= Request =
Please copy everything in the data word for word, from the line containing "After examining the image, confirm if any front fender" down to the line containing "[59,52,79,61]", including both of those lines.

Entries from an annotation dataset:
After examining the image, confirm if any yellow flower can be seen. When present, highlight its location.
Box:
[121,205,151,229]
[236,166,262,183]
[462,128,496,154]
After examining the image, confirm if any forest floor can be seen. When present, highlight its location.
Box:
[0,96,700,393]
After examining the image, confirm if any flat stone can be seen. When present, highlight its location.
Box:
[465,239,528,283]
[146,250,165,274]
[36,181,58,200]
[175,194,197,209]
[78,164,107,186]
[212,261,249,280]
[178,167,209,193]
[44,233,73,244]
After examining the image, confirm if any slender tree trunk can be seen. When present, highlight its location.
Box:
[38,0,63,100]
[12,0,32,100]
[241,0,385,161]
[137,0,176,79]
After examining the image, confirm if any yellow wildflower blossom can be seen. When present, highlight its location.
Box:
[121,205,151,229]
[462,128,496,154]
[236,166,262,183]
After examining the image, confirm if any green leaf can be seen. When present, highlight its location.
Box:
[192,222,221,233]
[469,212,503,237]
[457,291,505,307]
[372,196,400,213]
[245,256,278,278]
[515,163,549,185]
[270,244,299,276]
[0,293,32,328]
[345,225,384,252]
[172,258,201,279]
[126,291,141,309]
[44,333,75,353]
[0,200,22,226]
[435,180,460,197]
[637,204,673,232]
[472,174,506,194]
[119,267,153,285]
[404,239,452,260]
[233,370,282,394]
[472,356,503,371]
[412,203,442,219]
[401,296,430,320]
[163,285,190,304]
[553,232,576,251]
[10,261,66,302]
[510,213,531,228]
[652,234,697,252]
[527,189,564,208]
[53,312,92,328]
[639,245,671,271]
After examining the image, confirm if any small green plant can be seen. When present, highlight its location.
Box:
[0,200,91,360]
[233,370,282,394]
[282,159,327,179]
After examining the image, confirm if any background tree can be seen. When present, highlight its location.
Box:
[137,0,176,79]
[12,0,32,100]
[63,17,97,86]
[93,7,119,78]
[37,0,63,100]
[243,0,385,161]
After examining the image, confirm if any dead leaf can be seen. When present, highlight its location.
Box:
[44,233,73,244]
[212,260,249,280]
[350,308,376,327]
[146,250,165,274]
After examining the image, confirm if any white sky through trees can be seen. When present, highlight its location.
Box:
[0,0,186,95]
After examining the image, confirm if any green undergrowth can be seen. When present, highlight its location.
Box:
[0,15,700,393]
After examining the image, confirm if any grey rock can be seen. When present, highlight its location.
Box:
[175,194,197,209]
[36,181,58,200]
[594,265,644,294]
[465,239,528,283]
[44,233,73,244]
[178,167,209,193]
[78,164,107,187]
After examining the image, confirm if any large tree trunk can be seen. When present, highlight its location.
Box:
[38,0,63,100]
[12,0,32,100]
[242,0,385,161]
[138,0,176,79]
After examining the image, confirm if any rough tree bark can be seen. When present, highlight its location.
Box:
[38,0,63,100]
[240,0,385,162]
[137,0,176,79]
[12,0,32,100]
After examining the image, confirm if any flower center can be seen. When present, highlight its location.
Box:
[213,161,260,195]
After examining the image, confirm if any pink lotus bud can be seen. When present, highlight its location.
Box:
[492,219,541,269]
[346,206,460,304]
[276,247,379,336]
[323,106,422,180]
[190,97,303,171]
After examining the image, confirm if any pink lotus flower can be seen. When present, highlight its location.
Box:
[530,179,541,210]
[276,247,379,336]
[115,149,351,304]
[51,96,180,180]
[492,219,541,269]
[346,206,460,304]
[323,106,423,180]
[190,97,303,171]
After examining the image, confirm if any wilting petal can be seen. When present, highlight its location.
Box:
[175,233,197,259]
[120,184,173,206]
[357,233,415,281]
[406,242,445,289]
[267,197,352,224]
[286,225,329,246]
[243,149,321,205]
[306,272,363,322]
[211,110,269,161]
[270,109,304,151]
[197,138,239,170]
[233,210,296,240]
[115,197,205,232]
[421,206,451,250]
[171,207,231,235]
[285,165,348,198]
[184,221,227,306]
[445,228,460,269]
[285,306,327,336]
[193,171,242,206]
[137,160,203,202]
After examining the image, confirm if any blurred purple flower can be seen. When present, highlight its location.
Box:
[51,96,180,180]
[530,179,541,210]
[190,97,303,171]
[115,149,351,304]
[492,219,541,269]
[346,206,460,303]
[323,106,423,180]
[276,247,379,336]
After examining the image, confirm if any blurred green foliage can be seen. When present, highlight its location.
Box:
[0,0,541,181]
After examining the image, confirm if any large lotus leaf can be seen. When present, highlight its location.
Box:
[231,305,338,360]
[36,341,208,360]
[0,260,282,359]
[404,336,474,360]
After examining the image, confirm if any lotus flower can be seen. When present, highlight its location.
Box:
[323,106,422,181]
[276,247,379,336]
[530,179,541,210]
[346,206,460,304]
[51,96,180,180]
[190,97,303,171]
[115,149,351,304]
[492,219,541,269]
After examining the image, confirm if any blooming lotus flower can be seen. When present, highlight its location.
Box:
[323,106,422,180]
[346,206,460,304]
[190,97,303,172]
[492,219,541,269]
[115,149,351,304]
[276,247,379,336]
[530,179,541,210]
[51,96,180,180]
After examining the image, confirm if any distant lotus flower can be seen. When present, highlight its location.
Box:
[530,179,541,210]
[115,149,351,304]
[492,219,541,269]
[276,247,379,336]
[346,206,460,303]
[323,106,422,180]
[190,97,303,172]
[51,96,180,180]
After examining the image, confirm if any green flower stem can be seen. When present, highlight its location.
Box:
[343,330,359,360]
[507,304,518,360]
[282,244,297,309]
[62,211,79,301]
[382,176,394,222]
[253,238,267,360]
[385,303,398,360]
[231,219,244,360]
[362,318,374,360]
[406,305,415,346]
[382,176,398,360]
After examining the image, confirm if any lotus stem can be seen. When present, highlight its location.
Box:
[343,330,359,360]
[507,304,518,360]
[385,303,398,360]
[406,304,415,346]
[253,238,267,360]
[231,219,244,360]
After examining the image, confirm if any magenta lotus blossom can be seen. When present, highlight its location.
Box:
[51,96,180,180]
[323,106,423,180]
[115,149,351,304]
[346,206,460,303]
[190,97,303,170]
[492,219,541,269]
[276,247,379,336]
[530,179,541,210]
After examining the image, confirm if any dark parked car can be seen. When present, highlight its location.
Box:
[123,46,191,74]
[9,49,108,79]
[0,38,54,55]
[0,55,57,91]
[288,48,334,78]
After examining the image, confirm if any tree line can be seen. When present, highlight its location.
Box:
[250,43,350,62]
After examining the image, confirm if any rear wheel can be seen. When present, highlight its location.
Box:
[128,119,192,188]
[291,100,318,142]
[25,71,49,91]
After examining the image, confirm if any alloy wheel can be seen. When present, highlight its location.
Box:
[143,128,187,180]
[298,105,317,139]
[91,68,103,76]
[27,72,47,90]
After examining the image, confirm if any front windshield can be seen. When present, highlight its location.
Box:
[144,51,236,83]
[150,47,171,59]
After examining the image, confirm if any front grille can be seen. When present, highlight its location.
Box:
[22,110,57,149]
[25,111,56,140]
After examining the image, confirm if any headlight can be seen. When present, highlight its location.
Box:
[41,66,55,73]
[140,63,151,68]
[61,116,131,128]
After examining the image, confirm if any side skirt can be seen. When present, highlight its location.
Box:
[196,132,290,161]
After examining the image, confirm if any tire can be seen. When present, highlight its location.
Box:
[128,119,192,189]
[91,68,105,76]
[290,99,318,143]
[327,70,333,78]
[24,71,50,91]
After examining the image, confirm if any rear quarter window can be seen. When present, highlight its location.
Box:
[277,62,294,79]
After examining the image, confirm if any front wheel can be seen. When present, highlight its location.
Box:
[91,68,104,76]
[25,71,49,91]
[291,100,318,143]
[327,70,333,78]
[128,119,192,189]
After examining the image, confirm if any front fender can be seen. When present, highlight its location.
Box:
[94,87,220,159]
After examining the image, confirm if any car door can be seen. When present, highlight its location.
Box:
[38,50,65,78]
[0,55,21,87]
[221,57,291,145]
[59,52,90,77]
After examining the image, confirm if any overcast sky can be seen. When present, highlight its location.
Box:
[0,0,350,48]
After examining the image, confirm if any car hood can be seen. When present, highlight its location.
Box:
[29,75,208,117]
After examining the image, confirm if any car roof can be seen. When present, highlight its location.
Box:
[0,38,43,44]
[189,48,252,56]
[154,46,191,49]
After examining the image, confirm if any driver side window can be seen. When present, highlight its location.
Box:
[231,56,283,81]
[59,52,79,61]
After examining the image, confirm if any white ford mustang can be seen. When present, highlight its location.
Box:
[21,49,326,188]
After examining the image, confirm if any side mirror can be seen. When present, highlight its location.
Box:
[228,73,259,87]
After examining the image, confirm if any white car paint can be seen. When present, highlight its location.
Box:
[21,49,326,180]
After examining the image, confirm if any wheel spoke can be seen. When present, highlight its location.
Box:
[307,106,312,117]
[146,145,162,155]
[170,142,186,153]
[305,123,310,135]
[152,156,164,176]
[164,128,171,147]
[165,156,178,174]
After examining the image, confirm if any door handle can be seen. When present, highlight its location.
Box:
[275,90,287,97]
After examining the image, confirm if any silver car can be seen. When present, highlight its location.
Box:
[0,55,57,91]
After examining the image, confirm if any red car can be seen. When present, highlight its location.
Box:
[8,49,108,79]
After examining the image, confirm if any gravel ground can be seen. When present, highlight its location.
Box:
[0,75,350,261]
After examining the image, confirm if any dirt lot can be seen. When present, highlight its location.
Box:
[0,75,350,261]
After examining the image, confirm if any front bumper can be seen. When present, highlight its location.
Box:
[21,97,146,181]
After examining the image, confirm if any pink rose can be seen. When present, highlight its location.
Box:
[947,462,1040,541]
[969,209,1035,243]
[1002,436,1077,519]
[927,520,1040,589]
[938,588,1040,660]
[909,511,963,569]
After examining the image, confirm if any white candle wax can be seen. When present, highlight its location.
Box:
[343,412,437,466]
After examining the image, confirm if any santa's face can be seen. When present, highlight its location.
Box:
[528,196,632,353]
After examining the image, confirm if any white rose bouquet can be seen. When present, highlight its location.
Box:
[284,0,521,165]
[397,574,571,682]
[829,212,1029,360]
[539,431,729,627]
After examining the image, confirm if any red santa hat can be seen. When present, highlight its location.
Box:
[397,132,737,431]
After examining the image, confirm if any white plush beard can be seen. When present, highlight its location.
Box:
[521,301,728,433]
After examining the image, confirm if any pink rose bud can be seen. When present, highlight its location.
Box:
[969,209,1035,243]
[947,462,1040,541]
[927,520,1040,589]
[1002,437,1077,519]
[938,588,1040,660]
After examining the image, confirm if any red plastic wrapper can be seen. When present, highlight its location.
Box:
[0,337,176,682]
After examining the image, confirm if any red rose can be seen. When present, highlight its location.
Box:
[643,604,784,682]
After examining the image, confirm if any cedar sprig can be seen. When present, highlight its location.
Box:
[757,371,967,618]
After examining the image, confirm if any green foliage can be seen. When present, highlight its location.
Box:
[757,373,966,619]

= Task output =
After examining the image, confirm if any front fender can be seen. When present, highlight its location.
Box:
[94,87,220,159]
After examining the image, confirm if any car door can be seen. When present, highlight its location.
Box:
[38,50,65,78]
[0,55,21,87]
[221,57,291,145]
[59,52,90,77]
After examining the image, confirm if any overcast sky can be seen. When present, highlight its location.
Box:
[0,0,350,48]
After examining the image, confirm if any car hood can be seen. When present, highlight its location.
Box:
[29,75,208,117]
After examining the image, confirm if any car roof can be seen. When present, highlight its location.
Box:
[0,38,43,44]
[189,48,252,56]
[154,46,191,49]
After examining the image, confirm if any driver side window can be seen. When present, highlight its location.
Box:
[231,56,283,81]
[59,52,79,61]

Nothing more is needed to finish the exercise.